- **TO DO**:
Make an exact copy of the entries, and keep any pictures out of it.

(Records excerpted from a collection)
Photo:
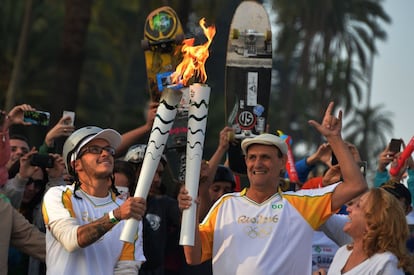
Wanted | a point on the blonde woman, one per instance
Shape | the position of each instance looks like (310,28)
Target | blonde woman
(379,230)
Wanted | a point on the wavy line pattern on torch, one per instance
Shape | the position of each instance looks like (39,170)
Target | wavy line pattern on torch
(165,121)
(192,146)
(168,106)
(196,131)
(153,156)
(202,102)
(195,156)
(197,118)
(155,145)
(159,130)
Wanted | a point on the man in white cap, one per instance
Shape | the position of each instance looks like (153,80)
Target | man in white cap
(84,220)
(263,231)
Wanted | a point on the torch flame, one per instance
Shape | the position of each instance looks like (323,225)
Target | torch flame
(194,57)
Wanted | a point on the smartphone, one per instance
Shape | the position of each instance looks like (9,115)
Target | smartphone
(2,117)
(334,161)
(41,160)
(72,117)
(37,117)
(395,145)
(363,167)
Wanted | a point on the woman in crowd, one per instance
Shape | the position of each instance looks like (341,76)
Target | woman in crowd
(379,231)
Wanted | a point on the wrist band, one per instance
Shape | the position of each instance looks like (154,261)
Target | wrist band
(112,217)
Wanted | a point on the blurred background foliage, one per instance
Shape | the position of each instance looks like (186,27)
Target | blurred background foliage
(85,56)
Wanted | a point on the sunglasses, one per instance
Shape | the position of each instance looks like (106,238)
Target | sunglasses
(38,183)
(97,150)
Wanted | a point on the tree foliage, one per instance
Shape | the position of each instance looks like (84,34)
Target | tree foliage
(85,56)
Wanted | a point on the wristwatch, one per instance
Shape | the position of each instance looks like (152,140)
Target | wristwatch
(112,217)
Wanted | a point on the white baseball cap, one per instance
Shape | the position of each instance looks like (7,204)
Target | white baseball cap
(265,139)
(111,136)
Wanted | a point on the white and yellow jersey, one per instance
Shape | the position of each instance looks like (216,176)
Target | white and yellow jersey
(274,237)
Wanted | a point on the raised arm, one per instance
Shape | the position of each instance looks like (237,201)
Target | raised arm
(353,181)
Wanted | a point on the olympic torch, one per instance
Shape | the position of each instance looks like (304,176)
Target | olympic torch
(194,58)
(158,138)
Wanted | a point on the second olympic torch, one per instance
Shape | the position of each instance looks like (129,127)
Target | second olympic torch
(197,120)
(158,138)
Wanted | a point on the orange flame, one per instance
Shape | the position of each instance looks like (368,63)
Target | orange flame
(194,58)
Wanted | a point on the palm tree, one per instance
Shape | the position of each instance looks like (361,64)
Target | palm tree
(324,39)
(369,129)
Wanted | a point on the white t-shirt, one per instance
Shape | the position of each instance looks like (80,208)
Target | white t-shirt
(274,237)
(380,263)
(101,257)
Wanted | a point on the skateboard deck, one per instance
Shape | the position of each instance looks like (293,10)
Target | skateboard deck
(248,77)
(163,36)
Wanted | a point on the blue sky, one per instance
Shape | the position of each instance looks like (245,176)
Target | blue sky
(393,76)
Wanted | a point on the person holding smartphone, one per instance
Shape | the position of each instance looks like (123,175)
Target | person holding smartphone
(63,128)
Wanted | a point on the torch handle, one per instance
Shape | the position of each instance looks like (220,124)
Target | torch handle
(408,150)
(130,231)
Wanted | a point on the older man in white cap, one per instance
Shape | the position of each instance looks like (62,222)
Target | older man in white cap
(84,220)
(263,231)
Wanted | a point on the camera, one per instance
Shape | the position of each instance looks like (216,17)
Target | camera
(43,161)
(334,160)
(37,117)
(395,145)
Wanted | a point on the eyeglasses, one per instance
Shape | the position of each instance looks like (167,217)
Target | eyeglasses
(38,183)
(97,150)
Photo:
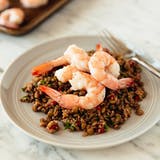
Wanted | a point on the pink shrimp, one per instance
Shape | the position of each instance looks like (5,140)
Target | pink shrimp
(12,18)
(105,69)
(33,3)
(80,80)
(4,4)
(73,55)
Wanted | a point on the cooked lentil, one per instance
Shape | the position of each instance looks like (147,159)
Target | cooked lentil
(116,108)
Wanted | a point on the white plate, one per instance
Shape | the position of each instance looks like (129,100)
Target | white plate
(24,118)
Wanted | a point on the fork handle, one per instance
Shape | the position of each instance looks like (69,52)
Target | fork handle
(149,63)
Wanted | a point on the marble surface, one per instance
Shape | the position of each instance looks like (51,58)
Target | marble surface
(137,21)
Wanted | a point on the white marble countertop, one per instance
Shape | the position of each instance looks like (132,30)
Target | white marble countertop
(136,20)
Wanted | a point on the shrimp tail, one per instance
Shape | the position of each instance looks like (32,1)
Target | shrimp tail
(99,47)
(46,67)
(41,69)
(125,82)
(55,95)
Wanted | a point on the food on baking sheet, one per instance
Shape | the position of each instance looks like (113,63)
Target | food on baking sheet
(12,18)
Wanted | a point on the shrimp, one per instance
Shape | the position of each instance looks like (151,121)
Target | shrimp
(12,18)
(33,3)
(80,80)
(105,69)
(73,55)
(4,4)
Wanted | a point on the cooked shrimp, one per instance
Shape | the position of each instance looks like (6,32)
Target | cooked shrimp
(45,67)
(12,18)
(80,80)
(105,69)
(4,4)
(33,3)
(73,55)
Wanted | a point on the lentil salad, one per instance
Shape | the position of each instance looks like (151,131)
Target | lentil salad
(114,111)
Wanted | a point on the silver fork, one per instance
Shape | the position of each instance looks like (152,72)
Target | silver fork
(117,46)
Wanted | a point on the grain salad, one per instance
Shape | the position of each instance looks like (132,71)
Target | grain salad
(113,112)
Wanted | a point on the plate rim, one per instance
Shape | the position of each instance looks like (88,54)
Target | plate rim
(73,146)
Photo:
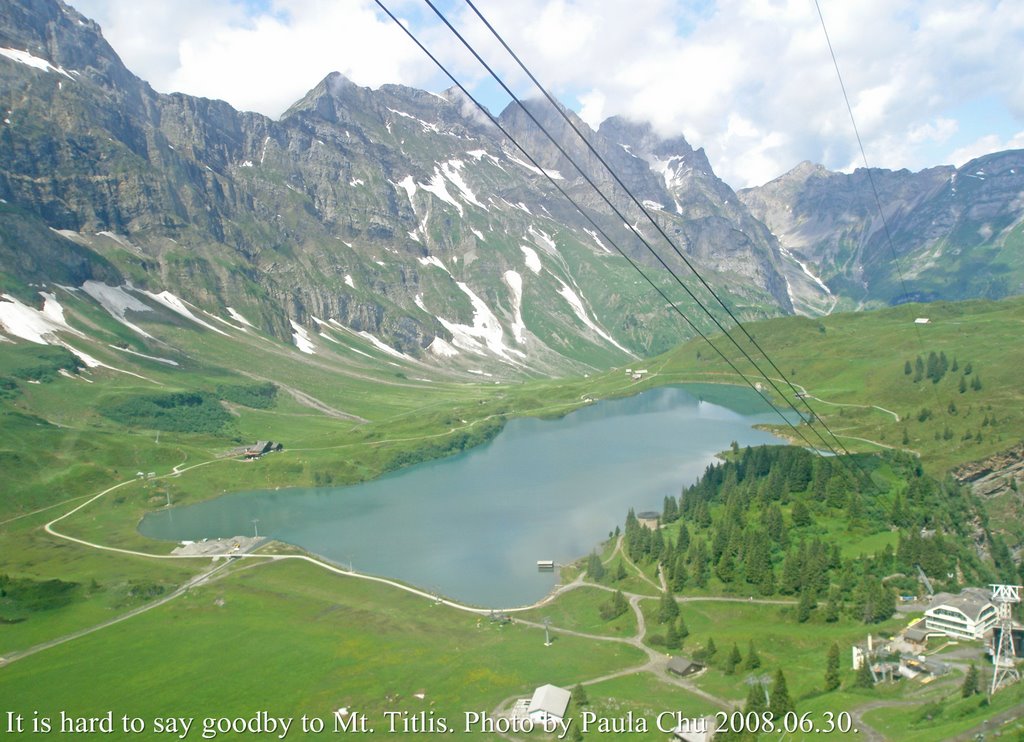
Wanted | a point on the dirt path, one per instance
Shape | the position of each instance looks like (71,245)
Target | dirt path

- **SOLUTION FOR THIS TASK**:
Photo:
Wanted | a point on the blonde woman, one per instance
Shape | the position of each instance looks like (310,28)
Target | blonde woman
(379,230)
Wanted | a point on the wavy line pattern on torch, one per instance
Shape | the position of each instance looks like (39,170)
Target | wavy line pattern on torch
(165,121)
(192,146)
(168,106)
(196,131)
(153,156)
(202,102)
(195,156)
(197,118)
(155,145)
(159,130)
Wanted | a point on the man in white cap, one per instance
Shape | the position of each instance looks like (153,80)
Target | man in white cap
(84,220)
(263,231)
Wanted | a point on the torch flame, one per instance
Shape | the position of each instance looks like (323,225)
Target | torch flame
(194,57)
Wanted | a point on the smartphone, one per instance
Shape | the position of each instance looks like (9,115)
Target | smartphone
(2,117)
(334,161)
(41,160)
(72,117)
(37,117)
(395,145)
(363,167)
Wanted | a point on the woman in crowd, one per instance
Shape | the position of each instance looks like (341,76)
Target | woman in crowd
(379,231)
Wanted | a point on the wrist band, one per instance
Shape | the position of each instance looks like (154,261)
Target | wrist band
(112,217)
Wanted | a point on the blurred background foliage, one per instance
Shape | the position of each instance looks like (186,27)
Target | blurred background foliage
(85,56)
Wanted | a point on the sunglasses, one per instance
Shape | the position of each instance looks like (106,238)
Target | sunglasses
(38,183)
(97,150)
Wanted | a point on the tree foliage, one per instance
Shape | the position of each instance looks like (84,34)
Target | tree foliage
(85,56)
Wanted | a point on the wristwatch, one per instance
Shape | the position of each instance looks like (152,140)
Target | wristwatch
(112,217)
Wanted | a point on the white baseball cap, one per instance
Shape | the position of each instance looks like (7,204)
Target | white baseball cap
(265,139)
(111,136)
Wanted | a point on the white and yellow jersey, one per instance
Shape | the position of each instance looks like (216,176)
Target | white and yellow jersey
(274,237)
Wanted | a point on the raised arm, one per instance
Shape | the position of each instance looks like (237,201)
Target | raised arm
(353,181)
Wanted | a point on the olympic torch, one per instance
Shape | the position of each instance looks like (304,176)
Target | olympic torch
(194,58)
(158,138)
Wanted | a point on the second olympic torch, one per instance
Shape | the position of each instance looks like (129,127)
Target | second olympic torch
(197,120)
(158,138)
Wanted | a point on the orange flame, one per instance
Shape | the position of each instance looks like (368,63)
Target | orange flame
(194,58)
Wanted | a point on the palm tree, one per instance
Shape | the position of each instance looks like (361,64)
Target | palm tree
(324,39)
(369,129)
Wanted | a point on the white t-shirt, one per instance
Shape | the position of each instance looks like (80,208)
Target | white t-shirt
(274,237)
(380,263)
(101,257)
Wanted | a point on the skateboard deck, one per instance
Shape | the position of each instance looks like (293,10)
Target | skateboard deck
(248,77)
(163,36)
Wanted | a point on the blue sky, one per instance
Shape | the position of each instance looks like (245,176)
Target | blue sky
(393,76)
Wanted | a point on the person holding smartphone, one per instance
Shape | the position of each instance looks like (123,175)
Target | person holding smartphone
(63,128)
Wanted | a point on the torch handle, one per instance
Shape | the position of each instance looks like (220,124)
Target | torch handle
(408,150)
(130,231)
Wanted | a point on the older man in white cap, one per instance
Shape | the position of each instance looks like (62,222)
Target | older man in white cap
(84,220)
(263,231)
Wanted | a point on the camera, one per instance
Shape | the position of each instance looks like (216,17)
Target | camera
(43,161)
(334,160)
(37,117)
(395,145)
Wanted | a point on the eyeglasses, one per instance
Shape | the position of each instance looks like (167,217)
Target | eyeglasses
(38,183)
(97,150)
Photo:
Wanted | a point on the pink shrimp, one per instance
Shape | the position of each instance looks like (5,140)
Target | pink shrimp
(12,18)
(105,69)
(33,3)
(80,80)
(4,4)
(73,55)
Wanted | a point on the cooked lentil, one per instance
Shape | the position of each instance looks like (147,159)
Target | cooked lentil
(116,108)
Wanted | a point on the white plate, one per instance
Shape | the position of each instance looks like (129,100)
Target | white plate
(24,118)
Wanted | a point on the fork handle, one per instance
Shape | the position of each instance looks like (69,52)
Target | fork handle
(149,63)
Wanted | a point on the marble surface, one per instance
Shape | the position of each instance looks like (51,58)
Target | marble surface
(137,21)
Wanted | a point on the white marble countertop, one per instance
Shape | the position of each instance looks like (132,30)
Target | white marble countertop
(136,20)
Wanted | a point on the shrimp tail, one per instance
Shape | the position of each instance looks like (32,1)
Target | shrimp tail
(99,47)
(46,67)
(41,69)
(125,82)
(55,95)
Wanted | a point on the food on baking sheet, one per instance
Shape | the position of each instance looks like (113,63)
Target | food on baking sheet
(12,18)
Wanted | a point on the shrimp, one per instance
Shape | the position of each instance looks like (151,121)
Target | shrimp
(12,18)
(33,3)
(80,80)
(105,69)
(73,55)
(4,4)
Wanted | a point on the cooked shrimp, one per instance
Shape | the position of each instance looks like (6,32)
Target | cooked shrimp
(45,67)
(12,18)
(80,80)
(105,69)
(4,4)
(33,3)
(73,55)
Wanted | a point on the lentil salad, one per instance
Shape | the position of each instance looks like (151,131)
Target | lentil salad
(114,111)
Wanted | a point on the silver fork, one per instance
Shape | the position of each instance looks like (152,72)
Target | silver fork
(117,46)
Wanted | a point on the grain salad, one per instance
Shape | the position of each instance looks like (132,71)
Target | grain salad
(113,112)
Wanted | a point on the plate rim, one per instance
Shape | the position of each instance looks like (88,54)
Target | plate rim
(73,146)
Photo:
Wanted | a point on the dirt path, one per instance
Shape | the position of each instance looks like (71,245)
Target | dirt path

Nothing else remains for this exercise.